=== Instructions to follow ===
How many lines in the items below contain the word "each"? Case matters. Reply with the number alone.
Start of Data for the task
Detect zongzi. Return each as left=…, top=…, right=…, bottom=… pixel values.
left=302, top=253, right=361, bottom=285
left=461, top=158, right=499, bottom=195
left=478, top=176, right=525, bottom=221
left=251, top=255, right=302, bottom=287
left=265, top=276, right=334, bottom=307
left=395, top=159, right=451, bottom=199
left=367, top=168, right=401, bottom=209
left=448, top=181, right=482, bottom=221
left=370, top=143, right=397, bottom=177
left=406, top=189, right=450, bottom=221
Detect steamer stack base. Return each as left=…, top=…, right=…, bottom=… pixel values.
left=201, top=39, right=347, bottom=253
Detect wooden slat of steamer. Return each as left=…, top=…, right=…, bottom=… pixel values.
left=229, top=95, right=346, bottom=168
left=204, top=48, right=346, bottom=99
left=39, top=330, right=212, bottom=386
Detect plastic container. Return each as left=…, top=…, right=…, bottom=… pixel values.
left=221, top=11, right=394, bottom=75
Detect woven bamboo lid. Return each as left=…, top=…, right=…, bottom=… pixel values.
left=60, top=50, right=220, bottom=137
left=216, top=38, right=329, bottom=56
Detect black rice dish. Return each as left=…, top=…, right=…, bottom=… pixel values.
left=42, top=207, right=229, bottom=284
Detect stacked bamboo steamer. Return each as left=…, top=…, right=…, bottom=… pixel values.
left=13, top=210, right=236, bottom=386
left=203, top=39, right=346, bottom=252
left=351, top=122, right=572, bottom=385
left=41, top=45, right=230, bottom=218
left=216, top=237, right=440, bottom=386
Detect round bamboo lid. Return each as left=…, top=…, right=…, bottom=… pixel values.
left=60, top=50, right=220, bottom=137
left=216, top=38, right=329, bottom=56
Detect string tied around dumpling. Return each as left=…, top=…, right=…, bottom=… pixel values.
End of Data for the task
=== The solution ===
9